Bereitgestellter Auszug ▸
King’s Cross: Ein Viertel für alle

Written by on 03/12/2023 in brand eins with 0 Comments

Hinter dem Bahnhof King’s Cross ist auf einer Industriefläche mitten in London ein neuer Stadtteil entstanden: lebendig, grün – und bezahlbar.

Robert Evans ist bester Dinge. „Vergangene Woche haben wir den letzten Bauantrag für das letzte Gebäude eingereicht“, sagt er. Der Abschluss des über zwei Jahrzehnte andauernden Immobilienprojekts ist nun in Sicht. Evans, 52, ist einer der geschäftsführenden Gesellschafter bei Argent LLP. Der Londoner Immobilienentwickler ergatterte 2001 den Auftrag der Grundeigentümer, die Industriebrache im Stadtteil King’s Cross in ein lebendiges Viertel zu verwandeln. 24,5 Hektar, darauf 730.000 Quadratmeter Gebäudefläche, zehn neue öffentliche Plätze, Gesamtkosten von rund drei Milliarden Euro.

Es ist eines der größten Projekte dieser Art in Europa. Und sehr ambitioniert: klimaneutral, bezahlbar, für die Menschen gemacht. Ein Gegenentwurf zu sterilen Business-Vierteln wie der neuen Londoner Bankenmeile Canary Wharf. Dort befand sich früher eine ähnliche Industriebrache wie in King’s Cross.

Evans – akkurater Anzug, fester Händedruck, schneller Schritt – hat die Entwicklung von Anfang an begleitet. Sein Plan scheint aufgegangen zu sein: An diesem sonnigen Nachmittag im Mai spielen Kinder in einer großflächigen Brunnenanlage. Skateboarder rollen über Sandsteinplatten. Auf mit Kunstrasen bezogenen Stufen am Regent’s Canal, der das Areal durchkreuzt, sitzen Menschen verschiedenen Alters und picknicken, lesen, albern herum. Im Foyer des ehemaligen Kornspeichers, der heute das Central Saint Martins, eine Kunst-Universität, beherbergt, spielen eine Mutter mit ihrer Tochter Federball und zwei ältere Herren Tischtennis. In einem überdachten Freiluftareal stehen schwarzgekleidete Kunststudentinnen und rauchen. Am anderen Ende macht eine Fitness-Gruppe Burpees.

Worum es geht ▸ In welchem Jahr erhielt Argent LLP laut dem Text über King’s Cross den Auftrag der Grundeigentümer? Antworten Sie bitte knapp.

Gezeigtes Material ▸
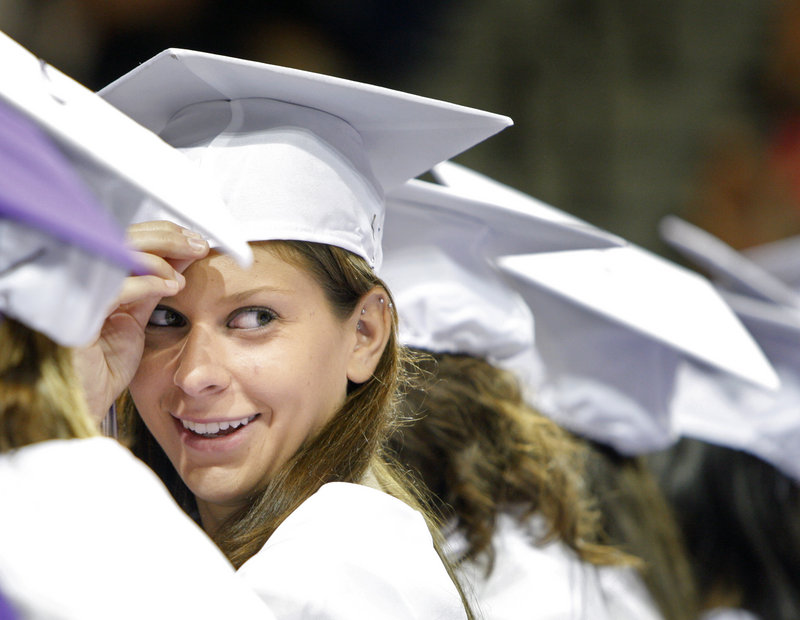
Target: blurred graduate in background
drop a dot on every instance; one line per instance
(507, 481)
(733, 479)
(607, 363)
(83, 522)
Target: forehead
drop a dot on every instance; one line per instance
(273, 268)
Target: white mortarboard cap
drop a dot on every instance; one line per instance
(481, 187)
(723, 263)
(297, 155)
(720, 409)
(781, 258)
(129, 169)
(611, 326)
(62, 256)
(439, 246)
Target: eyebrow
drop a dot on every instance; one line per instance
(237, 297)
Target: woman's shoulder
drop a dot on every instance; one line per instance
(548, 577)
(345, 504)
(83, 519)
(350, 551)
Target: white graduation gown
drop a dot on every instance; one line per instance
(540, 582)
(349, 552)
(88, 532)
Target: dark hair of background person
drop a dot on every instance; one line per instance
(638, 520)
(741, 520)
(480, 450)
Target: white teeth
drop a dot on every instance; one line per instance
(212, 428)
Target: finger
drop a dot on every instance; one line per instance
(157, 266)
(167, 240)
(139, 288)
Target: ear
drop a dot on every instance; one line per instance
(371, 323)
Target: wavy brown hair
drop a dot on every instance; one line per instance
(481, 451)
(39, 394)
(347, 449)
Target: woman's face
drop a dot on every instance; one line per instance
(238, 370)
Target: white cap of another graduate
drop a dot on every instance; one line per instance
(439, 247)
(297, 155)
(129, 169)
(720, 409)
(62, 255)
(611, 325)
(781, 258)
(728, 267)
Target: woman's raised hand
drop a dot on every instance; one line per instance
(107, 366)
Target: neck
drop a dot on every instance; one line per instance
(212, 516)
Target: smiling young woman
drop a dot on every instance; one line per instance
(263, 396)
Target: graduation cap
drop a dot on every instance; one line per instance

Richtiges Ergebnis ▸ Im Jahr 2001.